*Work order:* Reproduce every line of the entries below verbatim, leaving nothing out and changing nothing.

*Provided data:*

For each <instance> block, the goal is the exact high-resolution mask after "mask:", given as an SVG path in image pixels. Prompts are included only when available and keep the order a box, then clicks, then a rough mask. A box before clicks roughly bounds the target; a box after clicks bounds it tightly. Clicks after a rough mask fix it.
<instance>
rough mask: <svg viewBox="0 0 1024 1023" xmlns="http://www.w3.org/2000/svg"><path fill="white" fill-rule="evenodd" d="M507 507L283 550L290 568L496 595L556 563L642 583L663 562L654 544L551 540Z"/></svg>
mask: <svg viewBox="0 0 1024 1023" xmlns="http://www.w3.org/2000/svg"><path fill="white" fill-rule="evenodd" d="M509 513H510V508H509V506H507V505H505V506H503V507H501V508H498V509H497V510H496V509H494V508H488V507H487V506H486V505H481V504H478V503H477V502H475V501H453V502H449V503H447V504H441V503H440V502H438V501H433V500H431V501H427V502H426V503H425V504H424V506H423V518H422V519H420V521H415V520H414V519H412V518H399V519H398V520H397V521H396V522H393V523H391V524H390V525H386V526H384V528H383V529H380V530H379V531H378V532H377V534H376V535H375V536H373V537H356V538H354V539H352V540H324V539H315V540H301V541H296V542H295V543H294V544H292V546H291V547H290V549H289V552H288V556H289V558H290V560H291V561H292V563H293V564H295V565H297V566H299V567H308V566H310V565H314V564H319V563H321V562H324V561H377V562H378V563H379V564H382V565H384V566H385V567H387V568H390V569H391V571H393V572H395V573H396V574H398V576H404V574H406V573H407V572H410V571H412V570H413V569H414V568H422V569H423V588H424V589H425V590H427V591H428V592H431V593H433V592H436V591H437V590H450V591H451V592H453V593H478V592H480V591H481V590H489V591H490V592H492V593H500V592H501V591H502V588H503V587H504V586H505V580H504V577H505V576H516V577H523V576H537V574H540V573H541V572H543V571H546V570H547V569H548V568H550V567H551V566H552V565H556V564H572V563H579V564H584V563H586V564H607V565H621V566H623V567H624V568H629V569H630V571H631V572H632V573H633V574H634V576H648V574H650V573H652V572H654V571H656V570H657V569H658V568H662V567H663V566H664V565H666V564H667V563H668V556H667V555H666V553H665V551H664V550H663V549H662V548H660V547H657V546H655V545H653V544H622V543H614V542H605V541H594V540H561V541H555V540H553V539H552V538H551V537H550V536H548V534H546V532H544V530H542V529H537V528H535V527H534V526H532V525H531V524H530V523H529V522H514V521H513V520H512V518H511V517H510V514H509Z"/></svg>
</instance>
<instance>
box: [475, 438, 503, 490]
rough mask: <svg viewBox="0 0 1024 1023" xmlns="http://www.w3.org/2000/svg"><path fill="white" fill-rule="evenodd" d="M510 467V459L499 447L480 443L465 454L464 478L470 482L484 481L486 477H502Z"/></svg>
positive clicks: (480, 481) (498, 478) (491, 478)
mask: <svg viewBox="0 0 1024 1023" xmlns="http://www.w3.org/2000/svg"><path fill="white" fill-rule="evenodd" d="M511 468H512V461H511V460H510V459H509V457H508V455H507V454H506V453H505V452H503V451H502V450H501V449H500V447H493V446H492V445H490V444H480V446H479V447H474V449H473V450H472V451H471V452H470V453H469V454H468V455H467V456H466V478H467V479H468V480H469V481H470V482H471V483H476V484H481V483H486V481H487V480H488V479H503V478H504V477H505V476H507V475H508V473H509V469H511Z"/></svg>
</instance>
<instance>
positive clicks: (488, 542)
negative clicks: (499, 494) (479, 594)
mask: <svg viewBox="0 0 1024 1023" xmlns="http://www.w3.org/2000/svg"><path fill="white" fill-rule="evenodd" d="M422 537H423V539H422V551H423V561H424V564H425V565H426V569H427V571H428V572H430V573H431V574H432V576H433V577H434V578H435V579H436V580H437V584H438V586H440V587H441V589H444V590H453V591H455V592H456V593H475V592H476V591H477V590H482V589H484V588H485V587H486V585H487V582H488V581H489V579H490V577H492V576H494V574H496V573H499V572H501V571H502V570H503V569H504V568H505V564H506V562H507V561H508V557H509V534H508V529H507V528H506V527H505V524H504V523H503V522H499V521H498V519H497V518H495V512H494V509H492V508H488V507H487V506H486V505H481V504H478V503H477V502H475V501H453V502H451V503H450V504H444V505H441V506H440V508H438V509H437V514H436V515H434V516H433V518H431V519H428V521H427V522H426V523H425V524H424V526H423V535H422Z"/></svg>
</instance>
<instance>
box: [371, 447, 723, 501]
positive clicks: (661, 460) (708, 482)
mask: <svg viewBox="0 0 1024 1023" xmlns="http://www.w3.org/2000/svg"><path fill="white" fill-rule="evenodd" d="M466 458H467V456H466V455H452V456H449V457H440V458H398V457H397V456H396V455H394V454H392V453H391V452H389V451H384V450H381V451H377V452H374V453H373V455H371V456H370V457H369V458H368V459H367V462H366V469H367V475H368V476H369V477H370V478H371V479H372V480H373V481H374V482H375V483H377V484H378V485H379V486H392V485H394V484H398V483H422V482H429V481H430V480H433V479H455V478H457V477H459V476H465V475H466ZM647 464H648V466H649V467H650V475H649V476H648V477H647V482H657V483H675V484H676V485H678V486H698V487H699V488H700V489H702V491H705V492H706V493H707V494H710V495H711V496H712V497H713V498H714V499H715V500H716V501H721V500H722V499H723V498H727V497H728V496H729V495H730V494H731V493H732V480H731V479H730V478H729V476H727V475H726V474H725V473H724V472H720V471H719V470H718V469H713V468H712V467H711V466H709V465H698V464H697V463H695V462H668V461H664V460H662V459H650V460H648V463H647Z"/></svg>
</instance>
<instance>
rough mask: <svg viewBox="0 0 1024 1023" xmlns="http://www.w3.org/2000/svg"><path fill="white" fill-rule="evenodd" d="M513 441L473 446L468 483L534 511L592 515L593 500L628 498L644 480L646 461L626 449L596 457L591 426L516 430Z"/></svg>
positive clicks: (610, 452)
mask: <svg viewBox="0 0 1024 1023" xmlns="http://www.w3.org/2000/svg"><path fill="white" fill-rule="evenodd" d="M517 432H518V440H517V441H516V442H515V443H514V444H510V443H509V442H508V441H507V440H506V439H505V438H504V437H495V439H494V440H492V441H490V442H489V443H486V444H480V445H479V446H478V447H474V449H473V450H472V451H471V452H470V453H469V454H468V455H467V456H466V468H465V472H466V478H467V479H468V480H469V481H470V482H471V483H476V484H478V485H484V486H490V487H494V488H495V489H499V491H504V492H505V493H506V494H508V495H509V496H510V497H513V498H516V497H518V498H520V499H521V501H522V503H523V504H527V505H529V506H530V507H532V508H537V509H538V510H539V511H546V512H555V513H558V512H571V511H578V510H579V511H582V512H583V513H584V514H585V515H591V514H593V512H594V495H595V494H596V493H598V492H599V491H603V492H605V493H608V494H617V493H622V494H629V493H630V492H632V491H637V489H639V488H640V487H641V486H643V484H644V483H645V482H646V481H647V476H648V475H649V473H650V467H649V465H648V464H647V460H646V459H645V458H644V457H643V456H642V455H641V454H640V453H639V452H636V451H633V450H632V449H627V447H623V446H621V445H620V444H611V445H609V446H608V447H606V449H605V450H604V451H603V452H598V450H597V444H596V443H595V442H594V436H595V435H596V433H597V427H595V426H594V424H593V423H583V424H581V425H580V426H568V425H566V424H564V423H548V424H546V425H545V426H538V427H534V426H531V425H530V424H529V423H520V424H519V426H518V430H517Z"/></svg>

*Response for this exercise:*
For each <instance> block, the goal is the exact high-resolution mask after "mask:", given as an SVG path in image pixels. Prompts are included only when available and keep the order a box, then clicks, then a rough mask. A box before clicks roughly bounds the target; a box after clicks bounds it tightly. Clicks after a rough mask fix it.
<instance>
rough mask: <svg viewBox="0 0 1024 1023" xmlns="http://www.w3.org/2000/svg"><path fill="white" fill-rule="evenodd" d="M507 507L283 550L290 568L496 595L556 563L642 583L663 562L654 544L551 540Z"/></svg>
mask: <svg viewBox="0 0 1024 1023" xmlns="http://www.w3.org/2000/svg"><path fill="white" fill-rule="evenodd" d="M509 513H510V508H509V506H507V505H505V506H503V507H501V508H498V509H497V510H496V509H494V508H488V507H487V506H486V505H481V504H478V503H477V502H475V501H453V502H449V503H447V504H441V503H440V502H438V501H433V500H431V501H427V502H426V503H425V504H424V506H423V518H422V519H420V521H415V520H414V519H412V518H399V519H398V520H397V521H396V522H393V523H391V524H390V525H386V526H384V528H383V529H380V530H379V531H378V532H377V534H376V535H375V536H373V537H356V538H354V539H352V540H324V539H315V540H301V541H296V542H295V543H294V544H292V546H291V547H290V549H289V552H288V556H289V558H290V560H291V561H292V563H293V564H295V565H297V566H299V567H308V566H310V565H314V564H319V563H321V562H324V561H377V562H378V563H379V564H382V565H384V566H385V567H387V568H390V569H391V571H393V572H395V573H396V574H398V576H404V574H406V573H407V572H410V571H412V570H413V569H414V568H422V569H423V588H424V589H425V590H427V591H428V592H431V593H433V592H436V591H437V590H450V591H451V592H453V593H478V592H480V591H481V590H489V591H490V592H492V593H500V592H501V591H502V588H503V587H504V586H505V580H504V577H505V576H516V577H523V576H537V574H540V573H541V572H543V571H546V570H547V569H548V568H550V567H551V566H552V565H556V564H572V563H579V564H584V563H586V564H607V565H621V566H623V567H624V568H629V569H630V571H631V572H632V573H633V574H634V576H648V574H650V573H652V572H654V571H656V570H657V569H658V568H662V567H663V566H664V565H666V564H667V563H668V556H667V555H666V553H665V551H664V550H663V549H662V548H660V547H657V546H655V545H653V544H622V543H614V542H605V541H594V540H561V541H555V540H553V539H552V538H551V537H550V536H548V534H546V532H544V530H542V529H537V528H535V527H534V526H532V525H531V524H530V523H529V522H514V521H513V520H512V518H511V517H510V514H509Z"/></svg>
</instance>
<instance>
box: [475, 438, 503, 490]
rough mask: <svg viewBox="0 0 1024 1023" xmlns="http://www.w3.org/2000/svg"><path fill="white" fill-rule="evenodd" d="M510 467V459L499 447L480 443L465 454L464 478L470 482L484 481L486 477H502Z"/></svg>
positive clicks: (480, 481) (498, 478) (491, 478)
mask: <svg viewBox="0 0 1024 1023" xmlns="http://www.w3.org/2000/svg"><path fill="white" fill-rule="evenodd" d="M511 468H512V461H511V460H510V459H509V457H508V455H507V454H506V453H505V452H503V451H502V450H501V449H500V447H493V446H492V445H490V444H480V446H479V447H474V449H473V450H472V451H471V452H470V453H469V454H468V455H467V456H466V478H467V479H468V480H469V481H470V482H471V483H476V484H481V483H486V481H487V480H488V479H503V478H504V477H505V476H507V475H508V473H509V469H511Z"/></svg>
</instance>
<instance>
positive clicks: (488, 542)
negative clicks: (499, 494) (479, 594)
mask: <svg viewBox="0 0 1024 1023" xmlns="http://www.w3.org/2000/svg"><path fill="white" fill-rule="evenodd" d="M422 537H423V539H422V551H423V561H424V564H425V565H426V569H427V571H428V572H430V573H431V574H432V576H433V577H434V578H435V579H436V580H437V584H438V586H440V587H441V589H444V590H453V591H455V592H456V593H475V592H476V591H477V590H482V589H484V588H485V587H486V585H487V582H488V581H489V579H490V577H492V576H494V574H496V573H499V572H501V571H502V570H503V569H504V568H505V564H506V562H507V561H508V557H509V534H508V529H507V528H506V527H505V524H504V523H503V522H499V521H498V519H497V518H495V512H494V509H492V508H488V507H487V506H486V505H481V504H478V503H477V502H475V501H453V502H451V503H450V504H444V505H441V506H440V508H438V509H437V514H436V515H434V516H433V518H431V519H428V521H427V522H426V523H425V524H424V526H423V535H422Z"/></svg>
</instance>
<instance>
box: [371, 447, 723, 501]
positive clicks: (661, 460) (708, 482)
mask: <svg viewBox="0 0 1024 1023" xmlns="http://www.w3.org/2000/svg"><path fill="white" fill-rule="evenodd" d="M466 458H467V456H466V455H452V456H449V457H440V458H398V457H397V456H396V455H394V454H392V453H391V452H389V451H384V450H381V451H377V452H374V453H373V455H371V456H370V457H369V458H368V459H367V462H366V469H367V475H368V476H369V477H370V478H371V479H372V480H373V481H374V482H375V483H377V484H378V485H379V486H392V485H394V484H398V483H422V482H429V481H430V480H433V479H455V478H457V477H459V476H465V475H466ZM647 464H648V466H649V467H650V475H649V476H648V477H647V482H657V483H675V484H676V485H678V486H698V487H699V488H700V489H702V491H705V492H706V493H707V494H710V495H711V496H712V497H713V498H714V499H715V500H716V501H721V500H722V499H723V498H727V497H728V496H729V495H730V494H731V493H732V480H731V479H730V478H729V476H727V475H726V474H725V473H724V472H720V471H719V470H718V469H713V468H712V467H711V466H709V465H698V464H697V463H695V462H668V461H664V460H662V459H650V460H648V463H647Z"/></svg>
</instance>
<instance>
rough mask: <svg viewBox="0 0 1024 1023" xmlns="http://www.w3.org/2000/svg"><path fill="white" fill-rule="evenodd" d="M513 441L473 446L468 483L534 511L592 515L593 500L628 498L644 480L646 461L626 449L596 457L591 426L516 430Z"/></svg>
positive clicks: (610, 452)
mask: <svg viewBox="0 0 1024 1023" xmlns="http://www.w3.org/2000/svg"><path fill="white" fill-rule="evenodd" d="M517 432H518V440H517V441H516V442H515V443H514V444H510V443H509V442H508V441H507V440H506V439H505V438H504V437H495V439H494V440H492V441H490V442H489V443H486V444H480V445H479V446H478V447H474V449H473V450H472V451H471V452H470V453H469V454H468V455H467V456H466V468H465V472H466V478H467V479H468V480H469V481H470V482H471V483H476V484H478V485H484V486H490V487H494V488H495V489H499V491H504V492H505V493H506V494H508V495H509V496H510V497H513V498H516V497H518V498H520V499H521V501H522V503H523V504H527V505H529V506H530V507H532V508H537V509H538V510H539V511H546V512H555V513H558V512H571V511H578V510H579V511H582V512H583V513H584V514H585V515H591V514H593V512H594V495H595V494H596V493H598V492H599V491H603V492H605V493H608V494H617V493H622V494H629V493H630V492H632V491H637V489H639V488H640V487H641V486H643V484H644V483H645V482H646V481H647V476H648V475H649V473H650V467H649V465H648V464H647V460H646V459H645V458H644V457H643V456H642V455H641V454H640V453H639V452H636V451H633V450H632V449H627V447H623V446H621V445H620V444H611V445H609V446H608V447H606V449H605V450H604V451H603V452H598V450H597V444H596V443H595V442H594V436H595V435H596V433H597V427H595V426H594V424H593V423H583V424H581V425H580V426H568V425H566V424H564V423H548V424H546V425H545V426H538V427H534V426H531V425H530V424H529V423H520V424H519V426H518V430H517Z"/></svg>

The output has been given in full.